Work to be completed –
Copy out each line in the records below that contains the word "flag".

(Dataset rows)

((

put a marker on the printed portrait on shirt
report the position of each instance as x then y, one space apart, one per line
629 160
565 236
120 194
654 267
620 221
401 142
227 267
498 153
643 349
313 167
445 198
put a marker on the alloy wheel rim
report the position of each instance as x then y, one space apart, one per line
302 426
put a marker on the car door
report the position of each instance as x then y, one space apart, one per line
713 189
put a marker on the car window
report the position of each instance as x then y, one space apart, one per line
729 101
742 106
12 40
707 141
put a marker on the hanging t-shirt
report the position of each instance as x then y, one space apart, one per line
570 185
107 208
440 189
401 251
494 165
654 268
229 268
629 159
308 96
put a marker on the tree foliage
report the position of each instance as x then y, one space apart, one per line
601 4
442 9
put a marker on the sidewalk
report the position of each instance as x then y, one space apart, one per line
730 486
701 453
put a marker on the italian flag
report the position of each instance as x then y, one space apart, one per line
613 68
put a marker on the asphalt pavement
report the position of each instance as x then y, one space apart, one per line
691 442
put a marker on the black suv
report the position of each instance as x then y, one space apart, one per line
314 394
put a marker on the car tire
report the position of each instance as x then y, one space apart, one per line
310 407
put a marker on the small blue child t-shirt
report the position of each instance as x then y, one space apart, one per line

))
((

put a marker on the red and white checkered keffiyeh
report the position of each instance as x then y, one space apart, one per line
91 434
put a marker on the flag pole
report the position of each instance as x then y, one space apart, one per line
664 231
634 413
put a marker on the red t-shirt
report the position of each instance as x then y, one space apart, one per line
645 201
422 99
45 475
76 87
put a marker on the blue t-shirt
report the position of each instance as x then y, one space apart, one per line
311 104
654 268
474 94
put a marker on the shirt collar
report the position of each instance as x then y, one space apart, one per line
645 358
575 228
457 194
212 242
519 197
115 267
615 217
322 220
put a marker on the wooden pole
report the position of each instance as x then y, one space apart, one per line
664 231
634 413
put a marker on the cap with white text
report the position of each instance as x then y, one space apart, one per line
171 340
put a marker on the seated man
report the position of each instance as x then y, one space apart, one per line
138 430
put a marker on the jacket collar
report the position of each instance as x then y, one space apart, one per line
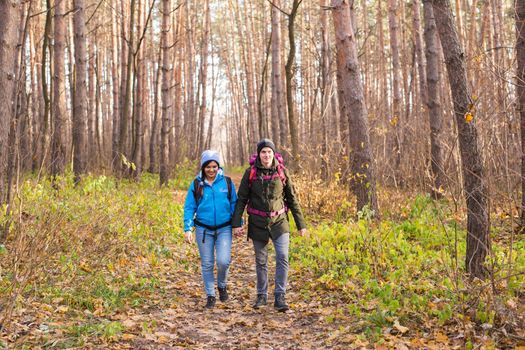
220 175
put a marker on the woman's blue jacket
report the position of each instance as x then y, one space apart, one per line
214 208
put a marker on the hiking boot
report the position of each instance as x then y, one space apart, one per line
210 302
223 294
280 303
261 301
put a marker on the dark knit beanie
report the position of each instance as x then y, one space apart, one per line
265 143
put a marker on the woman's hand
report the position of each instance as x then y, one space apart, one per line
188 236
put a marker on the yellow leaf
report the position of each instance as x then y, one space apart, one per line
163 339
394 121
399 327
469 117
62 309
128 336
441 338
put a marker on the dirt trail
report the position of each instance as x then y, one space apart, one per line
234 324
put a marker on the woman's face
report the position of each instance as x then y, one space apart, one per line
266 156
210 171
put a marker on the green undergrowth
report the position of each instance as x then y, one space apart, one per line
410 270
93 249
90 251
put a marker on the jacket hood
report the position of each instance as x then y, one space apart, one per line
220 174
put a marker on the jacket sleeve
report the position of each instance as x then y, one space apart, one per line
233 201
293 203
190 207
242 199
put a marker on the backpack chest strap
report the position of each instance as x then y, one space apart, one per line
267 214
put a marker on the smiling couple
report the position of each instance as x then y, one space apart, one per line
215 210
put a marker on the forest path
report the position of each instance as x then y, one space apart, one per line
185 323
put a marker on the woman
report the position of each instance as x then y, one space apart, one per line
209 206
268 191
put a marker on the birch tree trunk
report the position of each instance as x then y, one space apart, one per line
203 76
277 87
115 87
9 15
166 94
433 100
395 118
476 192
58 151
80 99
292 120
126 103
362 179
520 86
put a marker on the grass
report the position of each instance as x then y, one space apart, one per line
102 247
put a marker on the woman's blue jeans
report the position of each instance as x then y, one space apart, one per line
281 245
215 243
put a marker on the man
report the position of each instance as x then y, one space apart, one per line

))

The solution –
put a marker on the italian flag
put a marker on the flag pole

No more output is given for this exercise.